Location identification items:
— begin —
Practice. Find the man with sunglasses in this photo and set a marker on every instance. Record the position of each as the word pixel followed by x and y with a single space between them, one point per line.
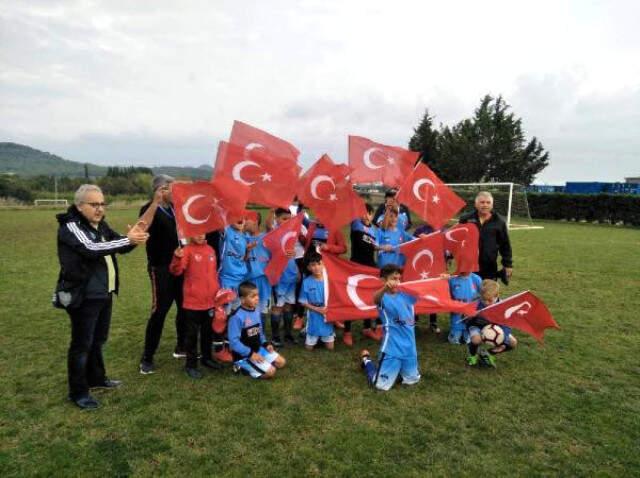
pixel 87 281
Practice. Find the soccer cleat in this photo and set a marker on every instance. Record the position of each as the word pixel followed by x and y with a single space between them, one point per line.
pixel 347 339
pixel 298 323
pixel 193 373
pixel 223 356
pixel 147 368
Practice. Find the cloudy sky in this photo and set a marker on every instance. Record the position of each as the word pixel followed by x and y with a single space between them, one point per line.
— end —
Put all of the data above into a numbered list with one entry per line, skipping blank lines and leaving out any pictures.

1. Practice. Find the man with sunglasses in this photo and set a marker on every instance. Record the position of each as the word pixel followed by x and y with a single space between them, one point per line.
2. pixel 87 281
3. Practice. Find the soccer cleat in this photo and set a marker on every instance. Record the position of each as the word pixel followed by x and y with a single space between them, one point per line.
4. pixel 347 339
5. pixel 298 323
6. pixel 193 373
7. pixel 223 356
8. pixel 147 368
9. Practice. Find the cloudy sky in this photo and set a marker on every instance. Record the position of each as the word pixel followed by x and y with a single space between them, one point per line.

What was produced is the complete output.